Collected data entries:
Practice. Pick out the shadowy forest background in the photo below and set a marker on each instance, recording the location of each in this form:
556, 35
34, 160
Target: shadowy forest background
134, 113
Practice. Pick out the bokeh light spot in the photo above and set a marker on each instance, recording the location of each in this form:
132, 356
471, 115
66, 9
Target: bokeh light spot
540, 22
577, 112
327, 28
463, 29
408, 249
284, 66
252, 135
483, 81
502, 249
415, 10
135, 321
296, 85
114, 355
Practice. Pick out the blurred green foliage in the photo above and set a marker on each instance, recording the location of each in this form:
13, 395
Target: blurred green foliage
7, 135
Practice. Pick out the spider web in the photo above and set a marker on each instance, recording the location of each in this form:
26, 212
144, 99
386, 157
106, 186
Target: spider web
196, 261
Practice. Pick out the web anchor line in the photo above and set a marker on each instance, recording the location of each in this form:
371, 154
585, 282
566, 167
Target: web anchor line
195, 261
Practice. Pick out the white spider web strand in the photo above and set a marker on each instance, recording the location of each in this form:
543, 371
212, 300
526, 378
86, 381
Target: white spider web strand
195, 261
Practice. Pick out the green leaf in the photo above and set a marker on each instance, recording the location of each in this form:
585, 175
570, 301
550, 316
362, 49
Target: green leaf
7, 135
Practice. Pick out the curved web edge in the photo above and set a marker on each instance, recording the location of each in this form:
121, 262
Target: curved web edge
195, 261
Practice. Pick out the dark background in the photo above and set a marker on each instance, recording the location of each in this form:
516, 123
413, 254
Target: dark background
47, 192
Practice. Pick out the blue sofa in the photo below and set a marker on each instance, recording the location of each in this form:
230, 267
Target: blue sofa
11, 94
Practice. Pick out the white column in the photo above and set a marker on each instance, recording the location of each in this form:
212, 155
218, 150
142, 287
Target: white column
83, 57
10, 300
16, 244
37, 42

## [Your objective]
Restate every record exactly, leaving nothing out.

## [Final answer]
Practice. Pick out the shadowy forest background in the photo below and set a marker on each instance, recording the location of each in this form:
556, 35
34, 160
Target: shadowy forest background
134, 113
Practice. Pick out the bokeh light spot in the photo above and set a marker on each instance, recording the location of each in this form:
132, 356
471, 115
66, 9
Target: bokeh light spot
540, 22
577, 112
327, 28
463, 29
408, 249
284, 66
252, 135
483, 81
502, 249
415, 10
135, 321
296, 85
114, 355
Practice. Pick out the blurred green foliage in the photo above and set a marker on each instance, recording the location of each in this form:
13, 395
Target: blurred green foliage
7, 135
Practice. Pick out the spider web in the photo above and set a marker on each instance, recording the location of each in this form:
26, 212
144, 99
386, 157
106, 186
Target: spider web
196, 261
Practice. Pick out the web anchor line in the photo above and set a marker on each instance, recording the location of each in this form:
371, 154
585, 282
566, 167
Target: web anchor line
195, 261
Practice. Pick out the white spider web strand in the photo above and set a marker on each instance, recording the location of each in this form:
543, 371
212, 300
526, 378
86, 381
Target: white spider web strand
195, 261
Practice. Pick out the green leaf in the photo above and set a marker on each instance, recording the location of each in this form:
585, 175
570, 301
550, 316
362, 49
Target: green leaf
7, 135
Practice. Pick out the curved web edge in the photo above and set a marker on each instance, recording the location of each in this form:
121, 262
Target: curved web edge
195, 261
Practice. Pick out the dark background in the photo above and set a marker on each instance, recording the location of each in this form:
516, 123
413, 254
Target: dark background
47, 192
Practice. Pick out the blue sofa in the photo below and set a marker on each instance, recording the location of each in this form:
230, 267
Target: blue sofa
11, 94
Practice. Pick out the white column in the photo above and set a marker on each instance, recording the location of each in this form:
212, 155
218, 150
142, 287
Target: white column
83, 57
10, 300
16, 244
37, 42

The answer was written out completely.